Required action 1
Answer these questions using the caregiver essay below:
(a) In which state had the couple been for a week when Dad mentioned he couldn't find Euro?
(b) How long did Dad say Euro had been missing?
(c) How long did Steve stay when they met?
Required action 2
Carry on the essay about caring for Dad at home from where it ends.

Provided text

The Caregiver River

Match.com: The Family Caregiver, Caree, Aide Relationship

Wading into home care

Navigating the caregiver river takes calm, patience and a compass. We started our journey down the river five years ago. We found ourselves in rapids without a paddle. Actually, we didn’t even have a raft. Dad had a stroke and up to that point had been driving and mostly self sufficient. After rehab, he was able to return to most activities with the exception of driving, a point with which he vehemently disagreed.

Even though we were living with Dad, my husband and I were able to roam, including winter months spent in our RV out west skiing. With minimal research and a neighbor’s recommendation, I selected a home care agency. The reviews weren’t great, but they weren’t great for any of the options and I decided that only the dissatisfied wrote reviews. The aide who would assist Dad was a poor fit, but we didn’t have time to “try out” more options. She was loud and abrasive. She didn’t listen well and therefore didn’t follow instructions well. I calculated the worst that could happen and it wasn’t that bad. I calculated wrong.

A heartbreaking lesson

My husband, Joe, can work from anywhere and everywhere and that was our preferred destination. We headed west, toward days on the slopes and away from worries. I talked to Dad everyday. We had been in Utah for a week and he mentioned that he couldn’t find Euro, my kitty. Euro hid from his tail. “How long has he been missing?” “Oh, about two days.” “TWO DAYS?” I reached out to a couple friend of Dad’s and they searched the condo. Euro had definitely made the great escape. We sent a photo and they put flyers all over the neighborhood. I flew from Salt Lake City the same day, arrived and stayed up until 3am hoping to coax my sweet Euro back to his safe haven.

The flyers worked. I got a call at 9am the next morning. Euro had just been hit by a car and didn’t make it. I was beyond devastated. Dad hadn’t left the house, but the caregiver had propped the door open while bringing in the groceries and this was the only explanation for Euro being outside. She did not like cats and while I can’t believe it was intentional, had no regard for his safety.

A new start

I discontinued the agency, stayed up all night researching options and met with the owner of a company that on paper appeared to care. I was in a state; had not eaten, had not slept, had been crying at varying intensities for 24 hours and was barely holding it together. The owner, Steve, was wonderful. He stayed for two hours and learned about Dad and our situation. He shared information that helped me understand the dynamics that worked when the caree was resistant to outside help. It was simply finding the right person who clicked with Dad. He provided financial advice as well. Dad would be fine. I flew back to Utah the next day.

Dataset records
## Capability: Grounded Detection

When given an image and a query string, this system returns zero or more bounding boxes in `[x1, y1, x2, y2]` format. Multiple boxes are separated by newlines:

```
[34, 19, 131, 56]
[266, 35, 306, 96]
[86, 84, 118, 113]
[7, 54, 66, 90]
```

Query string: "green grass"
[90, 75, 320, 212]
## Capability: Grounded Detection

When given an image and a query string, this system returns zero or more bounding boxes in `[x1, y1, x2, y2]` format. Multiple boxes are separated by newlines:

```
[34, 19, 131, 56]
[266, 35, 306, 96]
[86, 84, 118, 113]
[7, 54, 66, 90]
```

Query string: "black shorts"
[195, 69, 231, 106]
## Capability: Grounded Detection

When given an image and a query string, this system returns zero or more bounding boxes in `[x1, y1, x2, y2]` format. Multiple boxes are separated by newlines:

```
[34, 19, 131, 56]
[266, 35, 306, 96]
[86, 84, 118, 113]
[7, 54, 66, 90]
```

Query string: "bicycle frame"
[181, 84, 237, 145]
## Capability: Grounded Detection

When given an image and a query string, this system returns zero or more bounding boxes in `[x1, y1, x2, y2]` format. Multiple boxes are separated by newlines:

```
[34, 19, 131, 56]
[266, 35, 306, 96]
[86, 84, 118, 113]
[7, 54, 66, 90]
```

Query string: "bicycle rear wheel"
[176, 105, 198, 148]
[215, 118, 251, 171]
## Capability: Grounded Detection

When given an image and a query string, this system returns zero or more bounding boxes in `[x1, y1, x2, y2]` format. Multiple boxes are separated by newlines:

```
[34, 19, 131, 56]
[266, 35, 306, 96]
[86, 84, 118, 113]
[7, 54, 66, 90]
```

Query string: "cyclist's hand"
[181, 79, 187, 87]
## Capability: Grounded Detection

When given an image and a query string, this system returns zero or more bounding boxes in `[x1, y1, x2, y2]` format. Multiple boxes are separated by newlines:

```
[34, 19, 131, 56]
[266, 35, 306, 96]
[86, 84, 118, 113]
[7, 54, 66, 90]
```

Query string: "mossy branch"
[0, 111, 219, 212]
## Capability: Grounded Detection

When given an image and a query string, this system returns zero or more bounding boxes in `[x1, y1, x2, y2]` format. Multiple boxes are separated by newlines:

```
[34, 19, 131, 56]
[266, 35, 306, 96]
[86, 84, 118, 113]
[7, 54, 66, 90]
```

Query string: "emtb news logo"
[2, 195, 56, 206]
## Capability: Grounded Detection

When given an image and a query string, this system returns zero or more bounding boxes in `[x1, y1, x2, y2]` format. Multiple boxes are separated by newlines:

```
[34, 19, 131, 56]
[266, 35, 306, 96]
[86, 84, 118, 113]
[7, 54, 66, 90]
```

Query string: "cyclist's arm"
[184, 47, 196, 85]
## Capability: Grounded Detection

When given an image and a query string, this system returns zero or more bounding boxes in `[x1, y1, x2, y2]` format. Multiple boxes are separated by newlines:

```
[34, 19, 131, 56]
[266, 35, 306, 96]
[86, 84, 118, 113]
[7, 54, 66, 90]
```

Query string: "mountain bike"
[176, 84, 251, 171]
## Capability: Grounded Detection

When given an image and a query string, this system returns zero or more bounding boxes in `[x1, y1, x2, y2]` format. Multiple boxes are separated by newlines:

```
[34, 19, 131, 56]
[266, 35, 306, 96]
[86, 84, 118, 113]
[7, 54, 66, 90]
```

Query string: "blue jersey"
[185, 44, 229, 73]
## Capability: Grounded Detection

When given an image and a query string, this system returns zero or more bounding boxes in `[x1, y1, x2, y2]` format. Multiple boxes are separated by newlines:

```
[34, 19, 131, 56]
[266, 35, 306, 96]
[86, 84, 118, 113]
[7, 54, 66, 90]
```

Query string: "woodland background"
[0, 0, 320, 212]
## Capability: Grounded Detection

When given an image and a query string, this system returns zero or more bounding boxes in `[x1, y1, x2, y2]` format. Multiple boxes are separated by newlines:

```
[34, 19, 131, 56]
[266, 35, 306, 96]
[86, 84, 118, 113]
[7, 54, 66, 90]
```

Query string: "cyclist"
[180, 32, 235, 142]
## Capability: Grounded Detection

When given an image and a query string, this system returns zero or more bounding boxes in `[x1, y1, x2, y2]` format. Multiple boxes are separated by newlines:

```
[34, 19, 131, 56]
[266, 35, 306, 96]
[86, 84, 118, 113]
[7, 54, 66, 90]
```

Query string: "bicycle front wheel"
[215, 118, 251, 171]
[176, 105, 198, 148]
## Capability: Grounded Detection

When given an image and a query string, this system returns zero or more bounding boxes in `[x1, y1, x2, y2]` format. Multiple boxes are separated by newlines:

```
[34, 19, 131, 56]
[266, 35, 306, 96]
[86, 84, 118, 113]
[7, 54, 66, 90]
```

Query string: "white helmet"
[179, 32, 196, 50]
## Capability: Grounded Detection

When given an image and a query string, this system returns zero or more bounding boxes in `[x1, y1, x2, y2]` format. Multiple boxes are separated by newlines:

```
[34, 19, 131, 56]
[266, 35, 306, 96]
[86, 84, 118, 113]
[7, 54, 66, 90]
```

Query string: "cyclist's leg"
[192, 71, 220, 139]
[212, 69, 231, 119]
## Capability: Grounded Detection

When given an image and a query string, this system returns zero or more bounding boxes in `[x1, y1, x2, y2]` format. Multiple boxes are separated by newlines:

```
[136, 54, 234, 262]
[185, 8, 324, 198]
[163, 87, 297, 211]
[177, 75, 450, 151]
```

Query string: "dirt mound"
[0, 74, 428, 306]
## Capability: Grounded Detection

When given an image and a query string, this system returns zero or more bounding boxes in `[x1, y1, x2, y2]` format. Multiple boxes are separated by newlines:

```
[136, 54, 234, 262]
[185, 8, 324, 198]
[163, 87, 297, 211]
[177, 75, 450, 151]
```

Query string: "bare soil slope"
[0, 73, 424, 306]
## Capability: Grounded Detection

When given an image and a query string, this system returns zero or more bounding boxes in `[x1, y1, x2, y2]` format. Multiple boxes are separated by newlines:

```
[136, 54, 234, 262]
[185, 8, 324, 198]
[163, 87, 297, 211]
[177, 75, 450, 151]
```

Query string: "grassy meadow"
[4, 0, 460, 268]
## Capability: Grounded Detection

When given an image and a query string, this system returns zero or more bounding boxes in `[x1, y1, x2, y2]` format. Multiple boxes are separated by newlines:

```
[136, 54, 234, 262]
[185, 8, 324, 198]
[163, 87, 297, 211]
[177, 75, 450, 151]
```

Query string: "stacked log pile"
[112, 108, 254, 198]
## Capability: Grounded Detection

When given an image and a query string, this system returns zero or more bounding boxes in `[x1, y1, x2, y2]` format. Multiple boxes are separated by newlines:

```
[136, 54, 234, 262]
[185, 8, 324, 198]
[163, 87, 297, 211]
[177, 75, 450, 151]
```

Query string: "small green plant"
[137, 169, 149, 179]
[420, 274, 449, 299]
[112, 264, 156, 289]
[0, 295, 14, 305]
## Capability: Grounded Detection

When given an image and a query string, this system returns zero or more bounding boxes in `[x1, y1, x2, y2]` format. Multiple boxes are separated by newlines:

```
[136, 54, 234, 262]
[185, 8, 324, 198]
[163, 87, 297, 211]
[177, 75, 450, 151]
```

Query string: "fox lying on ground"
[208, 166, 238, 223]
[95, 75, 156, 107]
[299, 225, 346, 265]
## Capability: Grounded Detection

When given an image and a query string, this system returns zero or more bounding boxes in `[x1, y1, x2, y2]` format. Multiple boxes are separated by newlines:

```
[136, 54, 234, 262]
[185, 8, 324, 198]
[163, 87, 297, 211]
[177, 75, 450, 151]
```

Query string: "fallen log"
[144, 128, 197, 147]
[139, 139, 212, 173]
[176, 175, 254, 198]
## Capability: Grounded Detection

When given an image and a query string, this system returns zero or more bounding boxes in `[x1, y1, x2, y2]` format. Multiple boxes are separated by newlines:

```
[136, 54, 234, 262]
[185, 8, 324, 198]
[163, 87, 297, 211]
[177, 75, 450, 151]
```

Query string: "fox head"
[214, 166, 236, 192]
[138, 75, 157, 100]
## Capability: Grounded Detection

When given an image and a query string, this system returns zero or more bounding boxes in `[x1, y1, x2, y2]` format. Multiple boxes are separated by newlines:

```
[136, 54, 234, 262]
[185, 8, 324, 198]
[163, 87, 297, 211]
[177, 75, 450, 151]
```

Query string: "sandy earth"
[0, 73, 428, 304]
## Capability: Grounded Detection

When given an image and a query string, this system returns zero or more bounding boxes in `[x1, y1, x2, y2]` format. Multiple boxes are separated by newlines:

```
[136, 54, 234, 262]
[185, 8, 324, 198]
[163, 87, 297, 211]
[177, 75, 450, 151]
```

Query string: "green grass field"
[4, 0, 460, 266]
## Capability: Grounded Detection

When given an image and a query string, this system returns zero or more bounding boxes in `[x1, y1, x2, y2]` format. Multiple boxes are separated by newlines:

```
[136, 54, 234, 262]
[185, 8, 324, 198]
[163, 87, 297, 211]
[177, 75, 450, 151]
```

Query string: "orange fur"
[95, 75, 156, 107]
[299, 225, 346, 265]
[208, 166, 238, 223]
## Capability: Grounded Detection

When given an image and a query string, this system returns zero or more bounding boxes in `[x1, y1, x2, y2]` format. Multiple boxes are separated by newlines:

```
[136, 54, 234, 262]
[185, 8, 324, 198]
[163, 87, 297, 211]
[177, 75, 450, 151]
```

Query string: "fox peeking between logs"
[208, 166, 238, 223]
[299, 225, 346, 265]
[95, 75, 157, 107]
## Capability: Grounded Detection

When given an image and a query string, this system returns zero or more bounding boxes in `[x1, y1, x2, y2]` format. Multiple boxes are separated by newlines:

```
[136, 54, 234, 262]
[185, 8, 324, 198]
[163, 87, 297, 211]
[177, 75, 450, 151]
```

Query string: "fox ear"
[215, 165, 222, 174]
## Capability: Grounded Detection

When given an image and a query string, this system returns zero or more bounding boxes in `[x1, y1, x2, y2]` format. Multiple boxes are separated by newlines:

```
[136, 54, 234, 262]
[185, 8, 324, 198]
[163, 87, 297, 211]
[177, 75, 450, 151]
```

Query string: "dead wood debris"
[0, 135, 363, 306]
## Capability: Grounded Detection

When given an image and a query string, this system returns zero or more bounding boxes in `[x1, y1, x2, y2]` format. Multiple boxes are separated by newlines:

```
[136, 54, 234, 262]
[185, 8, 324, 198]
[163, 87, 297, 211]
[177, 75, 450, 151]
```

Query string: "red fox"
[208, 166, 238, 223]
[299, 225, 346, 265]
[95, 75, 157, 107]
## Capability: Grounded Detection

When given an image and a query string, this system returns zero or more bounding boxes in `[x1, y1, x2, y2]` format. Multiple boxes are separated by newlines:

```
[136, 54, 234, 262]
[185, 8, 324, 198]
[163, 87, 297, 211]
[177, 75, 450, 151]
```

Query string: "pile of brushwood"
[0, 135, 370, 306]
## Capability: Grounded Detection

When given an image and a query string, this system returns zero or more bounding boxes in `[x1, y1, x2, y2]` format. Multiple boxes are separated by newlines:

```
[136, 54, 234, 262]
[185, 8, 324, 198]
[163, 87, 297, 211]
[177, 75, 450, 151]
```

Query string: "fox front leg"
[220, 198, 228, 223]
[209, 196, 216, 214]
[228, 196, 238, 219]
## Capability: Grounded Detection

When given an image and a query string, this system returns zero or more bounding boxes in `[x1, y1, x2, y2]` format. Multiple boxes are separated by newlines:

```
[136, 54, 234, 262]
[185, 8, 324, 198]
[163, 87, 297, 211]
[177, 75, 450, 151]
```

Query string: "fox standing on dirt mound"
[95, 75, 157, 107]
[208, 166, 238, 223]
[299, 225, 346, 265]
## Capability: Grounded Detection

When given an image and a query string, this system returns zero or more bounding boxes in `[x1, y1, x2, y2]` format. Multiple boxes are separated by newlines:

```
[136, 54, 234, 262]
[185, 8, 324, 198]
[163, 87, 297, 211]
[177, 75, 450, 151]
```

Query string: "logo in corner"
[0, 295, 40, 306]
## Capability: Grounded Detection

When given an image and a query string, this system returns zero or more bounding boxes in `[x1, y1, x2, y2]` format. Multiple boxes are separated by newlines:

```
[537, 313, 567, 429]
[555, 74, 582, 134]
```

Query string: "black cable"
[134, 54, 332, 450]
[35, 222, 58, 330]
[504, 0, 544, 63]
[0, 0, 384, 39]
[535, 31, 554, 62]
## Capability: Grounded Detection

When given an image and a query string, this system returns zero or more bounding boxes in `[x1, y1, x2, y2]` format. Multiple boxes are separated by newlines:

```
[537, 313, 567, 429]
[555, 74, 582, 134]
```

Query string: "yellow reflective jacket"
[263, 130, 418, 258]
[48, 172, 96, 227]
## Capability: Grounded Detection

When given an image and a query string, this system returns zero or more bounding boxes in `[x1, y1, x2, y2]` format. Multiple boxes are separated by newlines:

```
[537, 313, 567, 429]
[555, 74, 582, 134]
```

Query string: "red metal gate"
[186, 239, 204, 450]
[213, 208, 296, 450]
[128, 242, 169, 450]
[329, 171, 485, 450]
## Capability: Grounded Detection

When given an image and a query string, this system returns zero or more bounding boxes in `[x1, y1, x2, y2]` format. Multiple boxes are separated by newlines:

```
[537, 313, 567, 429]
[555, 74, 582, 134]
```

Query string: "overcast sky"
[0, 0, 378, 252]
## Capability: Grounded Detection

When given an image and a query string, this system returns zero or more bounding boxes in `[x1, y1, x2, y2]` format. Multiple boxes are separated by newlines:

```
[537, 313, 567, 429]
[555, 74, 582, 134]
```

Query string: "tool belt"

Answer box 1
(a) Utah
(b) About two days
(c) Two hours

Answer box 2
All together, we worked with this agency for five years. It wasn’t all calm waters, but each time we reached the rapids, the agency staff tossed us a life saving buoy. After a few initial attempts in the beginning, we found the perfect match and as predicted, when they clicked, Dad looked forward to her arrival. Having strangers in the home was not comfortable, but in the end, the benefits outweighed the discomfort. Dad’s needs went in the opposite direction of most; over time, he needed less care, not more. We moved out, but stayed close-by. I was at his place daily and we decided to discontinue outside help.

Deeper water

We paddled along on our own for a while. We used a pre-packaged delivery service for medicines, grocery delivery services, transportation services, Amazon subscriptions and we paid a neighbor to visit once a day and alert us to any problems. Then, we started to notice a few poor choices and bad decisions. Dad refused to acknowledge that getting on a 6 foot ladder to velcro one of his paintings to the ceiling was not using good judgement. Twice, he mismanaged the one medicine that we kept out of the pill pack. He needed more oversight. We moved back in. He was happy until he learned that I would be managing his medicines. He threatened to move out. Back in the rapids, I was ready to hire a private aide. I put together a list of requirements and tasks. 

Since Match.com doesn’t exist for the caregiver/caree/aide relationship, I put together a one sheet summary about Dad, our requirements and the respite caregiver responsibilities. This time the aide would be hired by and work for me rather than Dad. According to Dad, he didn’t need help, but the reality was that I did. I made it clear that she would be helping me take care of his needs and that he would not need to ‘figure out’ what she needed to do. I would take care of that responsibility. More importantly, he could not tell her not to do something.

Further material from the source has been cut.